What needs to be done
Would you reproduce all of the entries exactly?

Excerpted records
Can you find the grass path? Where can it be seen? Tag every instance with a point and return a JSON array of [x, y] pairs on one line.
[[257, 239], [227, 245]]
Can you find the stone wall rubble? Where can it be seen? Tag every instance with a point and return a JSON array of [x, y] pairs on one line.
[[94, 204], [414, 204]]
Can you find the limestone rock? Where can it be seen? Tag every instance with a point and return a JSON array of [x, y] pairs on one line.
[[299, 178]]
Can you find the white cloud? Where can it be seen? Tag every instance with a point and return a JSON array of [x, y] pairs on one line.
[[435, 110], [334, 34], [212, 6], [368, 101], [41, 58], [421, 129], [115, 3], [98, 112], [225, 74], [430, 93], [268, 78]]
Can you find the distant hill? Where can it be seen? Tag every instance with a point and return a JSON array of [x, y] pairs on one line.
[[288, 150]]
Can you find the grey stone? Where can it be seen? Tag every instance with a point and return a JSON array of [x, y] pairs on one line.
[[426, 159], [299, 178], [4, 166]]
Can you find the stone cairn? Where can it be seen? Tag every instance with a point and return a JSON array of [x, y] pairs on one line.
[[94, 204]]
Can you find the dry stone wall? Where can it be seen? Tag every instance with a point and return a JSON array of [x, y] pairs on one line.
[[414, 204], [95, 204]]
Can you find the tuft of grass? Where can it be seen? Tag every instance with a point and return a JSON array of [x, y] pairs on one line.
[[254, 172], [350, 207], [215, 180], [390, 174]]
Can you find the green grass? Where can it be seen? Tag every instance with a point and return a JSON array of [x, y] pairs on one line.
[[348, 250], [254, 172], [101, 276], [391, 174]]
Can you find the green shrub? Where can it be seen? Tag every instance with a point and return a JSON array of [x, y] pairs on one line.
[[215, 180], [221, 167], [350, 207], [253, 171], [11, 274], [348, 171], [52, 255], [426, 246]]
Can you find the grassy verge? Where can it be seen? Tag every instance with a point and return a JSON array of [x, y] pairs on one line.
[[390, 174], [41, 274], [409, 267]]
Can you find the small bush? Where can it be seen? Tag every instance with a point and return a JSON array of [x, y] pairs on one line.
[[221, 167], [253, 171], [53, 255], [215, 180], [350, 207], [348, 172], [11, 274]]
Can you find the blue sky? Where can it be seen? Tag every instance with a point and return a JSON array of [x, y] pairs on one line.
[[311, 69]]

Answer for this exercise
Can you find the grass path? Where can it be seen? Tag every instance with a point and return a JSON array of [x, y] pairs on one line.
[[257, 239], [227, 245]]
Can you find the stone wall rubble? Where can it be seen? Tag every instance with a point and return a JSON array of [x, y] pairs on one line.
[[94, 204], [414, 204]]
Can you find the limestone rock? Where can it be seen? Tag every instance with a point and return a JSON array of [x, y] pairs on one line.
[[299, 178]]
Can you find the white cloud? Where can it be seen? Tag every instance with a point and return a JSON array of [x, y] pairs on one line.
[[435, 110], [334, 34], [212, 6], [368, 101], [41, 58], [421, 129], [115, 3], [98, 112], [225, 74], [430, 93], [268, 78]]
Can you find the distant hill? Where can it be seen? Tag every instance with a point and return a JSON array of [x, y] pairs on one line.
[[288, 150]]
Can you find the grey stone? Where can it be seen? Tag every instance with a point and return a JSON array of [x, y] pairs on one line.
[[426, 159], [299, 178], [4, 166]]
Can you find the stone cairn? Where can it be seen? Tag every instance with a point and return a JSON array of [x, y] pairs on one line.
[[94, 204]]
Can you find the dry stone wall? Where can it be seen? Tag every instance with a point and return a JSON array of [x, y] pairs on one line.
[[414, 204], [95, 204]]
Can you find the tuft of grass? Where can it be seen? Tag every instance with a point and return a JSON array of [x, y] pairs on one line.
[[254, 172], [350, 207], [215, 180], [390, 174]]
Can you find the green grass? Where can it be seen? Tag every instance with a point and return a JSON array of [x, y] pairs on one line.
[[348, 250], [254, 172], [101, 276], [391, 174]]
Can you find the green shrub? Where can it be seen? Tag every instance with a point and return a JSON array of [x, y] pairs on one line.
[[215, 180], [221, 167], [350, 207], [253, 171], [11, 274], [348, 171], [52, 255], [426, 246]]
Can you find the grassy verge? Where can it be seen? Tag every instance with a point and return a JSON array of [x, y] pairs on one line.
[[390, 174], [41, 274], [409, 267]]
Can you find the small bush? Where can it be seen? Tag every instance with a point and return a JSON array of [x, y] pairs on one line.
[[221, 167], [253, 171], [53, 255], [215, 180], [350, 207], [348, 172], [11, 274]]
Can you find the blue sky? Where can it be seen? Tag every instance with a point and return a JSON array of [x, y] pairs on one line.
[[311, 69]]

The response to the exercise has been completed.